Written exercise | Starting at the top of the listing, rewrite every line up to and including the one that contains "274, 148, 286]]", requests included. Multiply each box coordinate in the answers by 1.25 and round to whole numbers, with halves going up, but leave the numbers in the requests and their format samples unchanged.

+ + +

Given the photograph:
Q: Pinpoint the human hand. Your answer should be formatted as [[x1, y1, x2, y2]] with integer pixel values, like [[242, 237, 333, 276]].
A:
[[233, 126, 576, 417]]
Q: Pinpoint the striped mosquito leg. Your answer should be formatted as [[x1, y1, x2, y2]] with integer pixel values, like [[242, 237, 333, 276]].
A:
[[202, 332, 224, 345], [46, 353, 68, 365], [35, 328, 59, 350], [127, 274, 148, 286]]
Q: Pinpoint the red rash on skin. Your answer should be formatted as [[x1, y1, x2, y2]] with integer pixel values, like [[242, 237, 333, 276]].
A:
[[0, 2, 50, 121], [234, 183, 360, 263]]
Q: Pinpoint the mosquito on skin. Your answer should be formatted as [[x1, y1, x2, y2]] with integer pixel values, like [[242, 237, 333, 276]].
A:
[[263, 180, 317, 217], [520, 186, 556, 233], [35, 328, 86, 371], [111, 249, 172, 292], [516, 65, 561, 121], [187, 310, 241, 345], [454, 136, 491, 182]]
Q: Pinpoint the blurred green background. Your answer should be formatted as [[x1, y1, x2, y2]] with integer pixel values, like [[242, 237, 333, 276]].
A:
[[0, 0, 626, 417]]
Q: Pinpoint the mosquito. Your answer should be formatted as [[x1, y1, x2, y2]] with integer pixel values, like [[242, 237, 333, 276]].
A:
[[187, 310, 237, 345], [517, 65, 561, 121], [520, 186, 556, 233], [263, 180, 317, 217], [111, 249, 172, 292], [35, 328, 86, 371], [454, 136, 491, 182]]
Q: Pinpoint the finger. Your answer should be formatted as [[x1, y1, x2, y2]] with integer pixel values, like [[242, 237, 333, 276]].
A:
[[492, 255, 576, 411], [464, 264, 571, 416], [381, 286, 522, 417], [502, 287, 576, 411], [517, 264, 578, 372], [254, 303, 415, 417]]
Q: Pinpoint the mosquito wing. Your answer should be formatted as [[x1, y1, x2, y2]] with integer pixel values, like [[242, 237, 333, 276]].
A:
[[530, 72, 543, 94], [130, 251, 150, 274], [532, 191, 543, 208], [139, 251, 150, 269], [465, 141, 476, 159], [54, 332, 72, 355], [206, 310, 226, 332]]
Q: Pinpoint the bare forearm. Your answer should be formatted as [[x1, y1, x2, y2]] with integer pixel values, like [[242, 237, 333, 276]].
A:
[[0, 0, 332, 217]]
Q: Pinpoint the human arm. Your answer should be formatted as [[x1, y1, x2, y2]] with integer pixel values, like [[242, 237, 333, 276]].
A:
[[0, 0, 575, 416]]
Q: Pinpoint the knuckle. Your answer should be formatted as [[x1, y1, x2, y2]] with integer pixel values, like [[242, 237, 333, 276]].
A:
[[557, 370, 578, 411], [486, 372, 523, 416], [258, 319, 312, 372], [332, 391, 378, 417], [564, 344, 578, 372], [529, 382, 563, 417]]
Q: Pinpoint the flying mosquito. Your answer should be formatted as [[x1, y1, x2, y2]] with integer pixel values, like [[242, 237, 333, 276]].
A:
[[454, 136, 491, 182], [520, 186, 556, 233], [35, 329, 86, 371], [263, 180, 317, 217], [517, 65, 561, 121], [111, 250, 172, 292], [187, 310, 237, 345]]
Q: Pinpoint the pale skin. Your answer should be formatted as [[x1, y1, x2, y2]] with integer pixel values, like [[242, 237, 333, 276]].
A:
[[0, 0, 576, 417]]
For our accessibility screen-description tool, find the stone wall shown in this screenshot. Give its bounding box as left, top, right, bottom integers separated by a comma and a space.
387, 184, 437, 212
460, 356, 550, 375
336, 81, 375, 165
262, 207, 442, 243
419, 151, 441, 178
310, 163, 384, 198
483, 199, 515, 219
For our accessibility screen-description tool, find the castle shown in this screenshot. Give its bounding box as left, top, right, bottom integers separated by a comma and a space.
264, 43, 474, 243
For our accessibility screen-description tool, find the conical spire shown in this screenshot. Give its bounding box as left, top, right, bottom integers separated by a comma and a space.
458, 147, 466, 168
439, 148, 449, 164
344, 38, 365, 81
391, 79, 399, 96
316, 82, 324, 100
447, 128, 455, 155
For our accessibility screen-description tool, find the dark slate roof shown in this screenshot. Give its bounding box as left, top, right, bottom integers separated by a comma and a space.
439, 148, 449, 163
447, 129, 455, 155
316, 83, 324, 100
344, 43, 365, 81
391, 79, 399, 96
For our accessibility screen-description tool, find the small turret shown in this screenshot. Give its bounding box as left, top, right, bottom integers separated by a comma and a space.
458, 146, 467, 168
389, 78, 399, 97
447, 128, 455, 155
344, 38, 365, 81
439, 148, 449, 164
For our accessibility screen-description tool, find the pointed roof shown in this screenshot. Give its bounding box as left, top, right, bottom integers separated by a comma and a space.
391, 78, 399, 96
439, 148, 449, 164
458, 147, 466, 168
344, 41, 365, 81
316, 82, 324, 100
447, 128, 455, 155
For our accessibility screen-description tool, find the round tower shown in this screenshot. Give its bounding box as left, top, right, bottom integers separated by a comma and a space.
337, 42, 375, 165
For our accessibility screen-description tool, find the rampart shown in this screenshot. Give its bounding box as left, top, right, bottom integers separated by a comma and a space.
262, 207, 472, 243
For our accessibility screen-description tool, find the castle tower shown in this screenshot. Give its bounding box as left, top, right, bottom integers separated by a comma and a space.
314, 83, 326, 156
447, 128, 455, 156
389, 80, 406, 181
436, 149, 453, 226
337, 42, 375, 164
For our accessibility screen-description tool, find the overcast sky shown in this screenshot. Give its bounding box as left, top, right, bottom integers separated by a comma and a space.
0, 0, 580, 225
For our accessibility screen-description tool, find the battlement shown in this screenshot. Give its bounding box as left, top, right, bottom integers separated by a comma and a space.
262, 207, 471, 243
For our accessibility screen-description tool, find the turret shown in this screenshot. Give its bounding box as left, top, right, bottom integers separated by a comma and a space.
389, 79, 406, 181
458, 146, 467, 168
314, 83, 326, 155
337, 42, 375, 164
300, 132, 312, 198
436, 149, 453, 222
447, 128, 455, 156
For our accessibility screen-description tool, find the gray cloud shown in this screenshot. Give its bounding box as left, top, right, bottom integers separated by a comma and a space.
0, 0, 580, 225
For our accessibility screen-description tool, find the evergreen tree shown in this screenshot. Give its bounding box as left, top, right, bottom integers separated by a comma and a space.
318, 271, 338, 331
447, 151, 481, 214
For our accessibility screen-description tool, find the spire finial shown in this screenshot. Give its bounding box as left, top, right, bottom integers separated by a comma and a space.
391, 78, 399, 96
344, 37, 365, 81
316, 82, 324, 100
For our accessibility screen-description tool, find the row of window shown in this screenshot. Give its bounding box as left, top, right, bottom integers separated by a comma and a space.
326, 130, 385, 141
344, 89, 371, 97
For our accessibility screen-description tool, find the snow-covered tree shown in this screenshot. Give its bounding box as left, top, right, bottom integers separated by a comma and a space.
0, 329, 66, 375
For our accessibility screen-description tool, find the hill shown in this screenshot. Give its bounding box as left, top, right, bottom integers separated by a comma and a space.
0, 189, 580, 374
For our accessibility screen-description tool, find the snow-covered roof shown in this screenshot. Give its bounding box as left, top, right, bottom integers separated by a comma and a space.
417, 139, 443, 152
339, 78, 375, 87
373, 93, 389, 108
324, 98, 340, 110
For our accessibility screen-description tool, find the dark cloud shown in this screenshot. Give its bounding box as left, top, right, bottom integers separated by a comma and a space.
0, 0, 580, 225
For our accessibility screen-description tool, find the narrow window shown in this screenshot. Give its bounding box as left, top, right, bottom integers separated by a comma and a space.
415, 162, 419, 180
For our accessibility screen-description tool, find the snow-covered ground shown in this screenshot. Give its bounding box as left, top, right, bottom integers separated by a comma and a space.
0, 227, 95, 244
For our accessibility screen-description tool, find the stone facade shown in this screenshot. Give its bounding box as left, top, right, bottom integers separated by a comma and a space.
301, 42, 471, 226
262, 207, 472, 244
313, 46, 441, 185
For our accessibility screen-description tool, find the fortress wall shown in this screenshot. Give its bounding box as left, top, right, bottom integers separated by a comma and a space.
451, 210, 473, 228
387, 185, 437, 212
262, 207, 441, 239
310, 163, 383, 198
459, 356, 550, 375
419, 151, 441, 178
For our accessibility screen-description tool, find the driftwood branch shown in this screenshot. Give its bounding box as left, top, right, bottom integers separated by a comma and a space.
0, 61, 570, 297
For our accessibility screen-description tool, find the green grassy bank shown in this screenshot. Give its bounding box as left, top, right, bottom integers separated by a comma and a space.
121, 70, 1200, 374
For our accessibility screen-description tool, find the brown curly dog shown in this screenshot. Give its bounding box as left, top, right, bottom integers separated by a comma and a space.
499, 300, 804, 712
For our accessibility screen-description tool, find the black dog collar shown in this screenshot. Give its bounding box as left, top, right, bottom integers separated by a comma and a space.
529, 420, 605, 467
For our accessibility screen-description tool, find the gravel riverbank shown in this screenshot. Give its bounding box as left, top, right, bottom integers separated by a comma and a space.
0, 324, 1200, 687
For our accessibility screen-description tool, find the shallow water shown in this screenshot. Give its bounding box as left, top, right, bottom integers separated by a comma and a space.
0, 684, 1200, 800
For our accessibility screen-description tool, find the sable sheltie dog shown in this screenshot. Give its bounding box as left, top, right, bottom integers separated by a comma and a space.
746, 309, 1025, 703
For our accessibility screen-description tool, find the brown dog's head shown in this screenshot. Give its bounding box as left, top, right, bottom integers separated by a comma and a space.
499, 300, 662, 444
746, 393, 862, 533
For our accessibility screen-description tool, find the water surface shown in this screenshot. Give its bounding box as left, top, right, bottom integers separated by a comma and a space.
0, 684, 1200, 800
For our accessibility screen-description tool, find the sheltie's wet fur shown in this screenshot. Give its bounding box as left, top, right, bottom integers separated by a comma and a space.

+ + +

Task answer |
Given the photograph:
Q: Pinpoint the human hand. Your answer should be formatted as [[x1, y1, x2, y2]] with integer pixel values, like [[242, 237, 333, 276]].
A:
[[291, 158, 720, 521]]
Q: Pinpoint the striped mosquito leg. Your answer should be formatted as [[x1, y1, x2, y2]] with integer pixel values, like [[242, 237, 333, 276]].
A:
[[253, 415, 280, 431], [58, 441, 85, 456], [44, 410, 74, 438], [159, 343, 185, 358]]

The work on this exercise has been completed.